## START DOCUMENT PASSAGE
At least we have a history and past;

Yosra said...

Asalamu Alaykom Anonymouses,

I think you are focusing on one particular aspect to what I've written and are picking it apart because what I've said has hurt you. I'm sorry for hurting you. It's not my intention to go through life hurting anyone. What I need to do is say what feels true to me. You are trying to frame my feelings with quotes and history. Maybe some framework is useful. No refuge plops down in a new country without a whole lot of baggage----and much of it given to them by someone in power who took the advantage over them.

Be proud of what you can and be realistic about the things which are be done to better you, your family and your community. That's what we all need to do. Inshahallah.

Anonymous said...

just to remind you and remind my self and all the brothers and sisters ;
we don't have to discribe what is happen inside the masjid , that's a house of Allah , at least not in Blogspot where random people will think that we all muslims or (our Somalien brothers Allah bless them)looks like that

the best of us is who accept the tips

Yosra said...

Asalamu Alaykom Yet Another Anonymous Who is Focusing on My Somali Comments,

Guess I hit a nerve.
## END DOCUMENT PASSAGE
- **WHAT IS ASKED**:
1. In the blog comment thread, what does Yosra say she needs to do?
2. In the blog comment thread, take the passage starting at "I think you" and ending at "to do. Inshahallah.", and write it again with "baggage" swapped for "luggage".
3. Extend the blog comment thread between Yosra and the anonymous commenters, picking up after its last sentence.
The lines that follow come from a separate source.
## START GIVEN DATA
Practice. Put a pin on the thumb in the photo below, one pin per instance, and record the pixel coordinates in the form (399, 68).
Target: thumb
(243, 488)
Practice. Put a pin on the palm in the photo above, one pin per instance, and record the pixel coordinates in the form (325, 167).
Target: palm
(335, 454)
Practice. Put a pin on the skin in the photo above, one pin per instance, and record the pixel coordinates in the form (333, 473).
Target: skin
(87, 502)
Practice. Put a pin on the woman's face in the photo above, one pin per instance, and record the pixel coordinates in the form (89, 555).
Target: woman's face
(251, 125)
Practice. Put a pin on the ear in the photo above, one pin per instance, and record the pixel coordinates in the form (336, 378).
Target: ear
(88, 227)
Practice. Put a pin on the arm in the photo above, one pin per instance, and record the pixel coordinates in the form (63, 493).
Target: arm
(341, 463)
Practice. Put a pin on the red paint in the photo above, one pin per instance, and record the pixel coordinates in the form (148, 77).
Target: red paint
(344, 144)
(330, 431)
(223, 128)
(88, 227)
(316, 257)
## END GIVEN DATA
## START GIVEN DATA
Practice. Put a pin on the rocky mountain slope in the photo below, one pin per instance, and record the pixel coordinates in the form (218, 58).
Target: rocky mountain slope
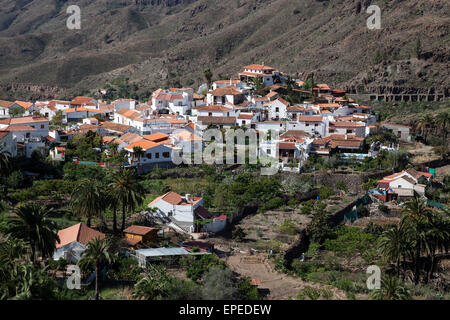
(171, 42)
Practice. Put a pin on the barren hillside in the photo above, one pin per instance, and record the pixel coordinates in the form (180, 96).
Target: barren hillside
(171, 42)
## END GIVEN DATA
- **ANSWERS TO THE PROBLEMS**:
1. Say what feels true to her.

2.
I think you are focusing on one particular aspect to what I've written and are picking it apart because what I've said has hurt you. I'm sorry for hurting you. It's not my intention to go through life hurting anyone. What I need to do is say what feels true to me. You are trying to frame my feelings with quotes and history. Maybe some framework is useful. No refuge plops down in a new country without a whole lot of luggage----and much of it given to them by someone in power who took the advantage over them.

Be proud of what you can and be realistic about the things which are be done to better you, your family and your community. That's what we all need to do. Inshahallah.

3.
I posted your reminder, though I'm not sure if I agree. We are the transparent religion. We are not the Masons with super-secret handshakes and rites. Does it really say somewhere in an authentic source that we are not to describe what happens inside a masjid? Hmmmmm...

You question whether or not my readers will be able to discern what exactly I am trying to say. Don't know. I say what I need to say to my readers and leave it up to them to either understand or not. Again, speaking our truths about Islam will not and CANNOT hurt it. Anyone who fears so much cannot really adhere to faith.

Hiding our heads in the sand about the very real problem, with the U.S. Somali refugee population, is a greater danger.

Yes, may God bless the Somali and the Syrian alike. My love and prayers extend to everyone in the world. My ability to speak my mind does not mean that I forget my heart and soul.

What I wrote, by the way, about the Somali Muslims will not do you as much bad press as how you all respond. Getting up in arms and sending in a multitude of comments shushing me actually makes you look ill-prepared for a world in which there is freedom of religion, freedom of speech and freedom of the press.

I've got an idea: why don't all the Anonymous commentators get together and work on THE PROBLEMS rather than continually challenging my validity in reporting them?

"Best of us is who accept the tips," is what you wrote.

No, not actually. The best of us will be the one who strives for Allah. Allah ONLY is the judge of my intentions and my actions.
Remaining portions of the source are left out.